Given data:
>> BEGIN
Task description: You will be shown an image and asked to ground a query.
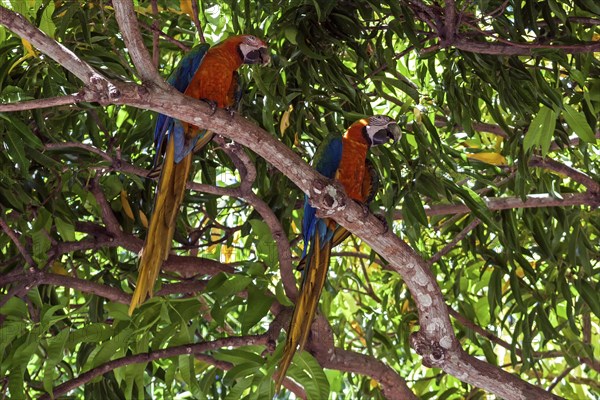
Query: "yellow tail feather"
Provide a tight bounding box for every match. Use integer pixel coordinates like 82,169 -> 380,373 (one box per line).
275,234 -> 331,393
129,139 -> 192,315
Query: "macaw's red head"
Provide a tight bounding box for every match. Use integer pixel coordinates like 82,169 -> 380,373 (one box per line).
215,35 -> 271,65
344,115 -> 402,146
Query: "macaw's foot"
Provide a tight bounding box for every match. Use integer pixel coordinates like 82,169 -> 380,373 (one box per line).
353,200 -> 371,218
375,213 -> 390,235
200,99 -> 217,115
225,107 -> 237,118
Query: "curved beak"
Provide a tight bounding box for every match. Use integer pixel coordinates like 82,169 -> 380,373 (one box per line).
372,122 -> 402,146
244,47 -> 271,65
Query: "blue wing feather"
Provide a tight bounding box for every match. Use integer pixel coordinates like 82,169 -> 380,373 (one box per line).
302,136 -> 343,257
154,43 -> 210,166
>> END
The exercise: Pull out every line of the records above that contains the string "feather", and copy each one unchanged.

Response below:
Query: "yellow tail feather"
Query: "blue wing feather"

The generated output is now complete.